# Problem to solve
Starting at the line with "Target: dirt road", retype each line exactly up to and including the final line of the records below.

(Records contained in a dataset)
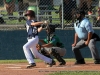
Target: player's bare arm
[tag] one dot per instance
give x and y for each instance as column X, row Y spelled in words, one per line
column 89, row 38
column 47, row 45
column 42, row 41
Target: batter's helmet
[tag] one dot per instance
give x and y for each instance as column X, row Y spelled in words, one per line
column 30, row 13
column 79, row 11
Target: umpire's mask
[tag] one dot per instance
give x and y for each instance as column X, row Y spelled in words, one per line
column 80, row 14
column 50, row 29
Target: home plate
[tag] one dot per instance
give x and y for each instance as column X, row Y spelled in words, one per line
column 14, row 67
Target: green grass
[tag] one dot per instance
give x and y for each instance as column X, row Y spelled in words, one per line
column 17, row 61
column 37, row 60
column 76, row 73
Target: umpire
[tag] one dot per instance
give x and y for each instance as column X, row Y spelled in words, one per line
column 52, row 46
column 84, row 31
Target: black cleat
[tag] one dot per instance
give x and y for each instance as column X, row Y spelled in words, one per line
column 31, row 65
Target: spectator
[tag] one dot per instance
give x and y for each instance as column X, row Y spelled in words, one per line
column 10, row 7
column 86, row 5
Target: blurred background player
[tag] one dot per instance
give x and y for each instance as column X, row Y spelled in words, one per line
column 52, row 46
column 84, row 31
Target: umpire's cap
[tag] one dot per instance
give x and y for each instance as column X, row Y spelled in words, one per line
column 31, row 13
column 51, row 28
column 80, row 11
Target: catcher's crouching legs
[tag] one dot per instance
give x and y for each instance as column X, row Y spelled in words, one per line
column 58, row 57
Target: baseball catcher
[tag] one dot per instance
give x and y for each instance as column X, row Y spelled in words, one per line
column 52, row 46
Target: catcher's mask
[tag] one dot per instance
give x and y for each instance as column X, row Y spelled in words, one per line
column 79, row 14
column 50, row 29
column 30, row 13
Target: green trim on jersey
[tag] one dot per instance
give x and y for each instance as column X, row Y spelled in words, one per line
column 55, row 41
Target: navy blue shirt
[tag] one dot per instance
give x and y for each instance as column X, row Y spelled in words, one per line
column 31, row 30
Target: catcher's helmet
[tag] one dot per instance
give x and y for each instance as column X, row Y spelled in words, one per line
column 30, row 13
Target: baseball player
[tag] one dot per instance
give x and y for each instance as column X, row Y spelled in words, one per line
column 52, row 46
column 33, row 28
column 87, row 36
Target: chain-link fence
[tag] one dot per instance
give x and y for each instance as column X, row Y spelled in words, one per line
column 58, row 12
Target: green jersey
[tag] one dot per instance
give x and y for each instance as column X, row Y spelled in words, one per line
column 55, row 41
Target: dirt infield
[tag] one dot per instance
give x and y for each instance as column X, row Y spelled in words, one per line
column 41, row 69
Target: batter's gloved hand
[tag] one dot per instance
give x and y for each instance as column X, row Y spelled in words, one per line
column 38, row 47
column 46, row 22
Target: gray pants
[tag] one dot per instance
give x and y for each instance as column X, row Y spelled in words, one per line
column 61, row 51
column 92, row 47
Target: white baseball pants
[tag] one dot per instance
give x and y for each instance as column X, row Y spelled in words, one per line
column 30, row 48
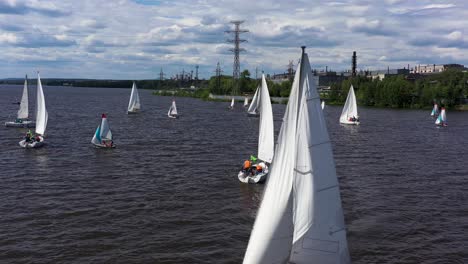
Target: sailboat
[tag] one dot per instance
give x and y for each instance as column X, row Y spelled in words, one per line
column 442, row 118
column 435, row 111
column 232, row 104
column 266, row 142
column 41, row 120
column 253, row 108
column 103, row 136
column 134, row 103
column 23, row 112
column 172, row 113
column 349, row 114
column 300, row 219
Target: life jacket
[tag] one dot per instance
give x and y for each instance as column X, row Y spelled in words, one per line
column 246, row 164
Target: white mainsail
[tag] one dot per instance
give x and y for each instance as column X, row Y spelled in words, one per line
column 173, row 109
column 435, row 110
column 300, row 219
column 23, row 112
column 350, row 107
column 41, row 111
column 103, row 131
column 255, row 102
column 134, row 103
column 442, row 118
column 266, row 141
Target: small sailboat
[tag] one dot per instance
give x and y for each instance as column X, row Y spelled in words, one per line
column 435, row 111
column 172, row 113
column 134, row 105
column 300, row 219
column 23, row 112
column 232, row 104
column 442, row 118
column 253, row 108
column 103, row 136
column 349, row 114
column 266, row 142
column 36, row 141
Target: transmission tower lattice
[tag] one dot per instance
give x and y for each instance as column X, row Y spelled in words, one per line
column 236, row 50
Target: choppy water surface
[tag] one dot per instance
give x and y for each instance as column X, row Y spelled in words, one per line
column 169, row 192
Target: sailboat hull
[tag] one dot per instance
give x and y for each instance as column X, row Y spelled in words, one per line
column 350, row 122
column 253, row 179
column 34, row 144
column 25, row 123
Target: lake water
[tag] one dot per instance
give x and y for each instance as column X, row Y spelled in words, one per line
column 169, row 192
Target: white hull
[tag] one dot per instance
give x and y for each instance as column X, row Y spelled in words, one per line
column 34, row 144
column 253, row 179
column 25, row 123
column 350, row 122
column 103, row 146
column 133, row 111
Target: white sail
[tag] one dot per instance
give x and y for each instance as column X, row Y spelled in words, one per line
column 23, row 112
column 442, row 118
column 435, row 110
column 105, row 129
column 232, row 103
column 97, row 136
column 173, row 109
column 134, row 103
column 41, row 111
column 300, row 219
column 350, row 107
column 266, row 141
column 254, row 104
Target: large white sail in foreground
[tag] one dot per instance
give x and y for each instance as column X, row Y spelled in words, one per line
column 300, row 219
column 41, row 111
column 23, row 112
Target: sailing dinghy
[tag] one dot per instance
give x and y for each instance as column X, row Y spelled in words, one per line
column 231, row 106
column 300, row 219
column 442, row 118
column 253, row 108
column 23, row 112
column 103, row 136
column 349, row 114
column 134, row 105
column 172, row 113
column 36, row 141
column 266, row 142
column 435, row 111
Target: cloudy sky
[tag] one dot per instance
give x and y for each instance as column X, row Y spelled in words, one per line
column 134, row 39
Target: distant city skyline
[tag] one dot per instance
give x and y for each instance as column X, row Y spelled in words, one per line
column 126, row 39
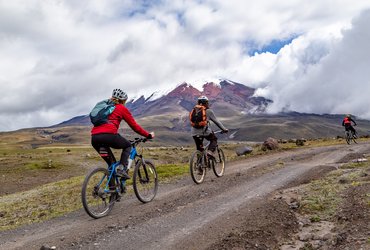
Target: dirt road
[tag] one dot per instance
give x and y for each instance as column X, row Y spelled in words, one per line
column 189, row 216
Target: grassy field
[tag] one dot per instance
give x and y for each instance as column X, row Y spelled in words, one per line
column 45, row 182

# Answer space
Target: dirt road
[tag] one dot per instance
give x and y for each instance as column X, row Y spelled in words, one per line
column 189, row 216
Target: grassy field
[tag] one dot per instance
give x and y for each instance as column X, row Y spelled in words, one per line
column 45, row 182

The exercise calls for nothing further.